* _DATA FOR THIS TASK_:
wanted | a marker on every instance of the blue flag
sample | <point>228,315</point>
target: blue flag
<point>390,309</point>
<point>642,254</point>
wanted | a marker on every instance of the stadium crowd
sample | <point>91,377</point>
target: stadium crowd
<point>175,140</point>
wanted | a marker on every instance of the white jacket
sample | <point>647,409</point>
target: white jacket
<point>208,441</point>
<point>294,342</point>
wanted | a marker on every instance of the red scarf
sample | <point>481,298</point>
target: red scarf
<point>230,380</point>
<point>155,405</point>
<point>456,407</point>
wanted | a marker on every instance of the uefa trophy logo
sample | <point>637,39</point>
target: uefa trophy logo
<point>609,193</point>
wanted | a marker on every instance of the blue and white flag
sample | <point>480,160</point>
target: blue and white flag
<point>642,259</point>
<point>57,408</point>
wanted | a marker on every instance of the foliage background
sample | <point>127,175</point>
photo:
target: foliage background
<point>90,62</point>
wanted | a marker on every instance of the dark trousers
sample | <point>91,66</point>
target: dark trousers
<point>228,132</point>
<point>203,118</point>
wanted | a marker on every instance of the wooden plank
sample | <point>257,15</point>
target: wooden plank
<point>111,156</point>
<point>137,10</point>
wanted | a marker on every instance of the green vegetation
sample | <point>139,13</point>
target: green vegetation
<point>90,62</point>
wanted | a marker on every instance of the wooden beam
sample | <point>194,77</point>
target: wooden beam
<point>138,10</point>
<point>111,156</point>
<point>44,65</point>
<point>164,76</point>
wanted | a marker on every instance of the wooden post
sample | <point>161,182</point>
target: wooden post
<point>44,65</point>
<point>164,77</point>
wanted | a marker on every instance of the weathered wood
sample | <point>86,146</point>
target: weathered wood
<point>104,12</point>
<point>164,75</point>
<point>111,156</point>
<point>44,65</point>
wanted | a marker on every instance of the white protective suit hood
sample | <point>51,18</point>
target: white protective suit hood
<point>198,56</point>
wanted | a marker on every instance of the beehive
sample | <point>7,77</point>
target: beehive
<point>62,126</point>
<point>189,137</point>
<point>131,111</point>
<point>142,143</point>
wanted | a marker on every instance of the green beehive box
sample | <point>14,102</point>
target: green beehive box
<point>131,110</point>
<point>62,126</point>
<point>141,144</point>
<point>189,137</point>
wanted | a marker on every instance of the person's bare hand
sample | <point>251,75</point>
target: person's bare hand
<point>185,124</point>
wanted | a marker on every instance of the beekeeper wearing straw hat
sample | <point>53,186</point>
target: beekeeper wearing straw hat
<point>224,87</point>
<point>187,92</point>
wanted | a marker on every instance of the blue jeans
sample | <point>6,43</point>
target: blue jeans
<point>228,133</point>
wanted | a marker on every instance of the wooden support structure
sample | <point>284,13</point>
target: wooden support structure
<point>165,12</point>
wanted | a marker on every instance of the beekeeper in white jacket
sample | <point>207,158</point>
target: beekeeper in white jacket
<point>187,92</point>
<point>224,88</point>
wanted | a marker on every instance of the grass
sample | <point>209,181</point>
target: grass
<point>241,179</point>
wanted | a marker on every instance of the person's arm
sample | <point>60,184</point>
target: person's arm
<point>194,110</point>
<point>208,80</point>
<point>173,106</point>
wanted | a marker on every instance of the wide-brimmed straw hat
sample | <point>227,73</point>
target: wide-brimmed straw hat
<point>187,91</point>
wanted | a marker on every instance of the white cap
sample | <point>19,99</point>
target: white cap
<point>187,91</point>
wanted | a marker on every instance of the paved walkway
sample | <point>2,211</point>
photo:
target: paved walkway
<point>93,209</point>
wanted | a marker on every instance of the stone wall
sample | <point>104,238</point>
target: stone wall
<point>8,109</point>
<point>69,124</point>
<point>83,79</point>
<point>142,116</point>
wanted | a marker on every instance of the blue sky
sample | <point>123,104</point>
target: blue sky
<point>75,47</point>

* _EXERCISE TASK_: Return every line of the records above without any change, from the first record through the last.

* _REPLY_:
wanted | a marker on every instance of the blue flag
sample | <point>228,315</point>
target: blue flag
<point>390,309</point>
<point>642,254</point>
wanted | a marker on every instance of the stadium crowd
sample | <point>91,377</point>
target: stadium crowd
<point>175,140</point>
wanted | a marker on every instance of the white jacket
sample | <point>647,409</point>
target: white jacket
<point>208,441</point>
<point>294,342</point>
wanted | a marker on every instance of the red scarf
sample | <point>481,298</point>
target: red scarf
<point>230,380</point>
<point>155,405</point>
<point>456,407</point>
wanted | a marker on every instance of the uefa trophy logo
sample | <point>637,39</point>
target: uefa trophy logo
<point>609,193</point>
wanted | a marker on every instance of the blue and white flag
sample | <point>480,160</point>
target: blue and white flag
<point>642,259</point>
<point>57,408</point>
wanted | a marker on every instance of the foliage background
sample | <point>127,175</point>
photo:
target: foliage background
<point>90,62</point>
wanted | a marker on every instance of the dark trousers
sample | <point>91,66</point>
target: dark trousers
<point>228,132</point>
<point>203,118</point>
wanted | a marker on every instance of the wooden plank
sample | <point>257,15</point>
target: wooden plank
<point>111,156</point>
<point>137,10</point>
wanted | a marker on every instance of the green vegetation
sample | <point>139,13</point>
target: green vegetation
<point>90,62</point>
wanted | a marker on every instance of the wooden beam
sample | <point>194,77</point>
target: wooden beam
<point>138,10</point>
<point>111,156</point>
<point>44,65</point>
<point>164,76</point>
wanted | a marker on every instance of the wooden post
sample | <point>161,182</point>
target: wooden post
<point>44,65</point>
<point>164,77</point>
wanted | a marker on every instance of the weathered wood
sample | <point>86,146</point>
target: weathered wood
<point>104,12</point>
<point>164,75</point>
<point>111,156</point>
<point>44,65</point>
wanted | a marker on every instance of the white protective suit hood
sample | <point>51,18</point>
target: white protective suit hood
<point>198,56</point>
wanted | a marker on every instance of the beehive
sample | <point>7,77</point>
target: beehive
<point>62,126</point>
<point>189,137</point>
<point>131,111</point>
<point>142,143</point>
wanted | a marker on every instance of the green beehive box
sample | <point>14,102</point>
target: green beehive box
<point>131,110</point>
<point>62,126</point>
<point>141,144</point>
<point>189,137</point>
wanted | a marker on every instance of the person's bare hand
sample | <point>251,75</point>
target: person's bare hand
<point>185,124</point>
wanted | a marker on every instance of the beekeeper wearing straw hat
sample | <point>53,186</point>
target: beekeeper wearing straw hat
<point>224,87</point>
<point>187,92</point>
wanted | a marker on every instance of the blue jeans
sample | <point>6,43</point>
target: blue jeans
<point>228,133</point>
wanted | a marker on every instance of the wooden support structure
sample | <point>284,13</point>
target: wooden support structure
<point>165,12</point>
wanted | a marker on every instance of the beekeeper in white jacket
sample | <point>207,158</point>
target: beekeeper in white jacket
<point>187,92</point>
<point>224,88</point>
wanted | a marker on every instance of the grass
sample | <point>209,181</point>
target: grass
<point>241,179</point>
wanted | a marker on every instance of the person's arm
sample | <point>60,184</point>
target: person's arm
<point>194,110</point>
<point>208,80</point>
<point>173,106</point>
wanted | a marker on every instance of the wide-brimmed straw hat
sample | <point>227,73</point>
target: wide-brimmed straw hat
<point>187,91</point>
wanted | a marker on every instance of the white cap
sample | <point>19,99</point>
target: white cap
<point>187,91</point>
wanted | a marker on every instance of the paved walkway
sample | <point>2,211</point>
photo:
target: paved walkway
<point>93,209</point>
wanted | a marker on every instance of the stone wall
sample | <point>104,238</point>
target: stone wall
<point>8,109</point>
<point>69,124</point>
<point>83,79</point>
<point>142,116</point>
wanted | a marker on every instance of the blue sky
sample | <point>123,104</point>
target: blue sky
<point>75,47</point>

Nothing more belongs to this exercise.